--- Source ---

# Defense Feature Engineering

Engineers **opponent-adjusted defensive rushing features** for every NFL team, then joins them onto each RB game row to provide matchup context for the downstream regression and classification models.

### Input
| Source | Description |
|--------|-------------|
| S3 — `base_stats` (2018–2025) | Game-level RB stats: yards, attempts, YPC, success rate, opposing team |

### Output
`defense_stats_feature_engineering.csv` — one row per team per game with the following defensive features (all leak-free via `shift(1)`):

| Feature Group | Columns |
|---------------|---------|
| Yards allowed | `RB_rush_yards_allowed_{1,3,5}ma`, `min/max_rush_yards_allowed_{3,5}ma` |
| YPC allowed | `RB_ypc_allowed_{1,3,5}ma` |
| Offense quality adjustment | `strength_of_offense_{1,3,5}ma`, `defense_performance_relative_{1,3,5}ma` |
| Momentum deltas | `RB_rush_yards_allowed_delta_{3_5,1_3}`, `ypc_allowed_delta_{3_5,1_3}`, `defense_relative_delta_{3_5,1_3}` |
| Volatility | `RB_rush_yards_allowed_vol_5`, `ypc_allowed_vol_5` |

### Pipeline Overview
1. Load raw RB game-log from S3
2. Build per-player **offensive** rolling lookup (used for opponent-strength adjustment)
3. Aggregate RB production conceded by each team per game
4. Build per-team **defensive** rolling feature lookup (opponent-adjusted)

---

(Instruction A) Transcribe the part of the defense feature engineering page from "Engineers **opponent-adjusted defensive" to "and classification models." without any change.
(Instruction B) Go on with the defense feature engineering page from the point where it stops.

--- Information provided ---

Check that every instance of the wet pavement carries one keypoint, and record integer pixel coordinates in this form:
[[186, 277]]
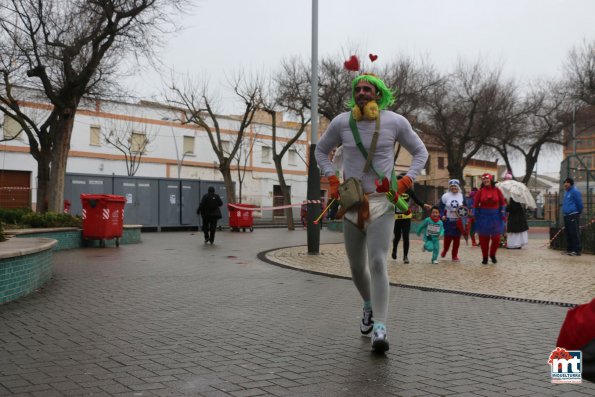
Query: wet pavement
[[172, 316]]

---

(Answer A)
Engineers **opponent-adjusted defensive rushing features** for every NFL team, then joins them onto each RB game row to provide matchup context for the downstream regression and classification models.

(Answer B)
5. Join defensive features onto each game row and export to CSV

In [None]:
# Standard library imports
import pandas as pd


## 1. Environment Setup & Data Ingestion

Add the repo root to `sys.path`, import shared utilities, then load raw RB game-log data from S3.

In [None]:
# Resolve the repo root dynamically so the shared `utils` module can be imported
# regardless of where the notebook is run from within the project tree.
#
# NOTE: `utils` is a private module NOT included in this repository.
# It contains custom web-scraping functions and an S3 client wrapper used
# to fetch pre-scraped NFL data stored in a private S3 bucket. To run this
# notebook you will need to supply your own data source and adapt
# `utils.rush_yard_stats_from_s3()` accordingly.
import sys
from pathlib import Path
repo_root = Path.cwd().resolve().parents[3]
print(f"Adding {repo_root} to sys.path")
sys.path.append(str(repo_root))
import utils


Adding /home/mrmath/sports_betting_empire/sports_betting_empire to sys.path


In [None]:
# Load raw base rushing stats from S3 for seasons 2018-2025.
# This data drives both the offense lookup and the defense allowed calculations below.
base_stats = utils.rush_yard_stats_from_s3("base_stats", 2018, 2025)


## 2. Offensive Rolling Feature Lookup

Build a per-player rolling feature lookup (`offense_rush_stats_LOOKUP`) from `base_stats`.  
This is used downstream to compute **`strength_of_offense`** — the aggregate rolling rushing output of the offense a defense faces — which context-adjusts raw yards-allowed figures.

For every player, the following 1/3/5/10-game rolling means are computed with `shift(1)` to prevent leakage:

| Metric | Columns |
|--------|---------|
| Rush yards | `rush_yards_{1,3,5,10}ma` |
| Attempts | `rush_attempts_{1,3,5,10}ma` |
| Yards per carry | `ypc_{1,3,5,10}ma` |
| Success rate | `success_rate_{1,3,5,10}ma` |

In [None]:
# Build a per-player lookup of rolling offensive rushing features.
#
# This is needed here to calculate `strength_of_offense` — the aggregate
# rolling output of the offense a defense faced — which is used to
# context-adjust raw yards-allowed figures (see defense lookup below).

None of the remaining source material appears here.